An op-ed in the New York Times by the chair of religion at Columbia brings together familiar arguments about how American universities should change to avoid obsolescence.

Like Francis Fukuyama, Mark C. Taylor wants to abolish tenure because it has created “institutions with little turnover and professors impervious to change.”

Although university tenure as an institution still seems to UD pretty secure, she reminds you of the recent upheaval at Mr UD’s University of Maryland over how stringent post-tenure review should be.

UD‘s most intrigued by Taylor’s comment about scholarly publication:

In the arts and humanities, where looming cutbacks will be most devastating, there is no longer a market for books modeled on the medieval dissertation, with more footnotes than text. As financial pressures on university presses continue to mount, publication of dissertations, and with it scholarly certification, is almost impossible. (The average university press print run of a dissertation that has been converted into a book is less than 500, and sales are usually considerably lower.) For many years, I have taught undergraduate courses in which students do not write traditional papers but develop analytic treatments in formats from hypertext and Web sites to films and video games. Graduate students should likewise be encouraged to produce “theses” in alternative formats.

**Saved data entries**
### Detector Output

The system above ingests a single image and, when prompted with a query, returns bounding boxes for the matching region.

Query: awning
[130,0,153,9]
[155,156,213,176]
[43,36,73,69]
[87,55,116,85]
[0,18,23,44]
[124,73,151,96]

**WHAT YOU WILL DO**
1 > List the alternative formats that the text about university reform names for the analytic treatments Taylor's undergraduate students develop.
2 > Using the text about university reform, decide whether each statement agrees with it: (a) Taylor wants to do away with tenure. (b) The average print run of a dissertation turned into a book by a university press is more than 500. (c) UD considers university tenure an insecure institution. Answer yes or no for each, quoting the words that decide it.
3 > Return the part of the text about university reform from "Like Francis Fukuyama, Mark" up to and including "review should be.".

**WORKED ANSWERS**
1 >
- hypertext
- Web sites
- films
- video games

2 >
(a) Yes: "Mark C. Taylor wants to abolish tenure"
(b) No: "The average university press print run of a dissertation that has been converted into a book is less than 500"
(c) No: "university tenure as an institution still seems to UD pretty secure"

3 >
Like Francis Fukuyama, Mark C. Taylor wants to abolish tenure because it has created “institutions with little turnover and professors impervious to change.”

Although university tenure as an institution still seems to UD pretty secure, she reminds you of the recent upheaval at Mr UD’s University of Maryland over how stringent post-tenure review should be.